## Consignes
a) Dans l'extrait, en combien de catégories les jeunes du Cameroun sont-ils classés ?
b) D'après l'extrait, pourquoi le billet commence-t-il par la jeunesse fanfaronne ? Répondez en une à trois phrases.

## Extrait

►

L\'Afrique peut!

L\'Afrique peut!

Des « griots-junior » aux « veilleurs- junior »

 

crédit image: article.wn.com

 

Dans mon pays, le Cameroun, j’ai  recensé plusieurs types de jeune que je classe en trois catégories : La première catégorie est celle des fanfarons qui, à l’image de leurs ainés, passent le temps à danser comme on le leur impose. Ensuite, il y’a ceux qui pensent agir pour  le bien de l’Afrique mais en posant le problème de l’Afrique toujours à partir de l’Europe, l’occident (Afrique idéale qu’on pille, occidentaux fautifs) et enfin, il y’a ces jeunes vaillants mais peu nombreux qui ont décidé, sous la houlette des ouvreurs d’imaginaire, de poser le problème de  l’Afrique à partir d’elle-même.

 

La démarche de ce billet est claire : partir d’une jeunesse qui n’a rien à dire pour esquisser ceux que je considère comme des modèles de jeunes. Je pars donc de la jeunesse fanfaronne pour aboutir à la jeunesse porteuse d’espoir.

◄

[Données extraites d'une collection]
►

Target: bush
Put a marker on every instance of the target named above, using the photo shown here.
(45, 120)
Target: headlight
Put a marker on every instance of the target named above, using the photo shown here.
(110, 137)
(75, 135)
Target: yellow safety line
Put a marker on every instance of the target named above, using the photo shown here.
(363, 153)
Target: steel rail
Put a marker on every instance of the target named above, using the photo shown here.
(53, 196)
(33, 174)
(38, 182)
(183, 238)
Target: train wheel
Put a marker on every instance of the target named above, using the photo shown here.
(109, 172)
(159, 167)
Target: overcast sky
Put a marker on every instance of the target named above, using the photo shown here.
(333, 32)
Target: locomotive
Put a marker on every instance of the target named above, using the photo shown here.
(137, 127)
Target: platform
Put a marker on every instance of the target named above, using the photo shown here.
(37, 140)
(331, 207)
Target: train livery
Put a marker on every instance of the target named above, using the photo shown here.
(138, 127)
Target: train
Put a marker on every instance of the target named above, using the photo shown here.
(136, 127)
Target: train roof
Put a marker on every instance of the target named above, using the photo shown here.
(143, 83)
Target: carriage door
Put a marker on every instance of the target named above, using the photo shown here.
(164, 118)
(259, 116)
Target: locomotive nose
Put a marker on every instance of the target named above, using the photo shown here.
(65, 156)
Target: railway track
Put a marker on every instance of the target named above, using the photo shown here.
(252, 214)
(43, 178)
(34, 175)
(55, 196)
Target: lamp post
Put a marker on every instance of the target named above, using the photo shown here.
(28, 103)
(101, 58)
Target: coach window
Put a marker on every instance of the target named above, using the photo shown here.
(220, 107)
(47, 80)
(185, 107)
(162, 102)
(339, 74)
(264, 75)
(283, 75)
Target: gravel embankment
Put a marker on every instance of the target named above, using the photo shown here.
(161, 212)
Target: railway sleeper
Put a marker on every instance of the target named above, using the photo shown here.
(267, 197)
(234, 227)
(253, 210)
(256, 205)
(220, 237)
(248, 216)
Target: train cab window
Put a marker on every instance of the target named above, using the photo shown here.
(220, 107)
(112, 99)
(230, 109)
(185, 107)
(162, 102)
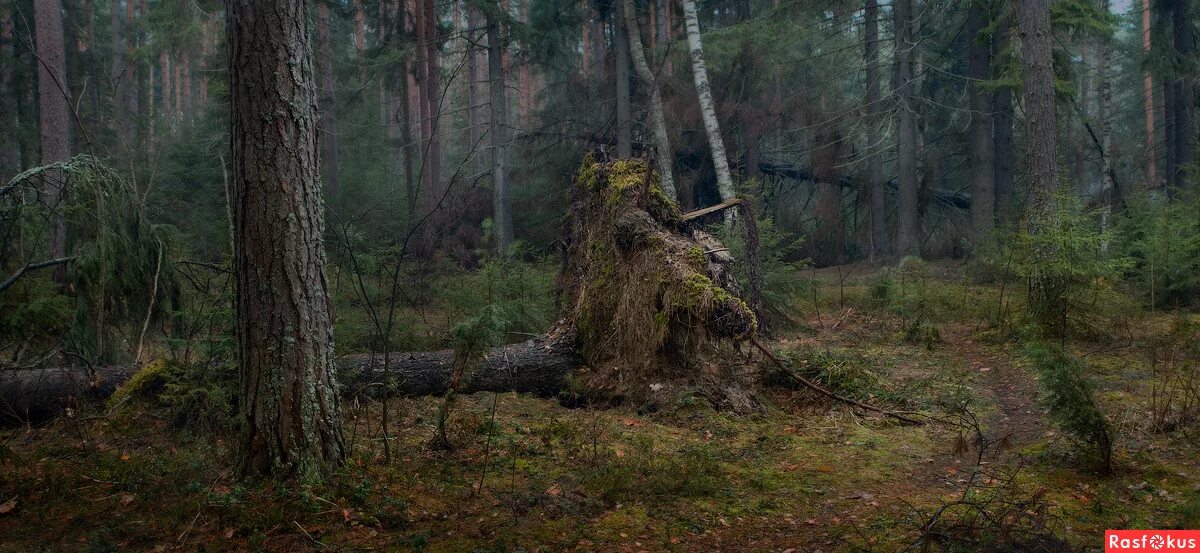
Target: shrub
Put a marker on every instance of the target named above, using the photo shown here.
(1071, 398)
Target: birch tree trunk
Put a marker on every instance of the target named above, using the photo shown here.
(907, 215)
(289, 407)
(502, 208)
(707, 109)
(875, 182)
(54, 122)
(661, 140)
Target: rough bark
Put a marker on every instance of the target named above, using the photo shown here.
(1002, 133)
(1185, 94)
(537, 366)
(502, 208)
(289, 406)
(707, 107)
(658, 121)
(624, 122)
(10, 151)
(877, 220)
(1147, 90)
(54, 122)
(983, 215)
(328, 101)
(907, 211)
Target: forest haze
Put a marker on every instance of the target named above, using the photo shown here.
(598, 275)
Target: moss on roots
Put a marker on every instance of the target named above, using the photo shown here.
(646, 299)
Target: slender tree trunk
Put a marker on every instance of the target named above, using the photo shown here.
(1114, 194)
(10, 151)
(502, 208)
(54, 122)
(877, 220)
(433, 96)
(661, 139)
(1182, 23)
(473, 78)
(907, 211)
(1147, 90)
(289, 407)
(328, 102)
(1002, 136)
(624, 124)
(707, 107)
(983, 194)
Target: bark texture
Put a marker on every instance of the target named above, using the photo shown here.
(502, 205)
(875, 182)
(907, 211)
(289, 407)
(658, 121)
(707, 107)
(983, 169)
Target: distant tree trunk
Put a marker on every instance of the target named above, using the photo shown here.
(1182, 22)
(1147, 90)
(328, 101)
(473, 76)
(907, 211)
(502, 208)
(658, 121)
(432, 96)
(877, 218)
(10, 151)
(624, 122)
(360, 30)
(1002, 134)
(289, 407)
(983, 194)
(829, 236)
(707, 107)
(54, 122)
(1114, 194)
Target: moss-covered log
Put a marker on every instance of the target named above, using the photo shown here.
(645, 298)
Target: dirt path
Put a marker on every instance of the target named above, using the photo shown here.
(1012, 388)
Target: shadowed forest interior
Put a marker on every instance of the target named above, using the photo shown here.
(598, 275)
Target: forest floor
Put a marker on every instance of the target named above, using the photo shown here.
(802, 475)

◄

## Réponses attendues
a) Ils sont classés en trois catégories.

b) Le billet veut partir d'une jeunesse qui n'a rien à dire pour esquisser les jeunes considérés comme des modèles. Il part donc de la jeunesse fanfaronne pour aboutir à la jeunesse porteuse d'espoir.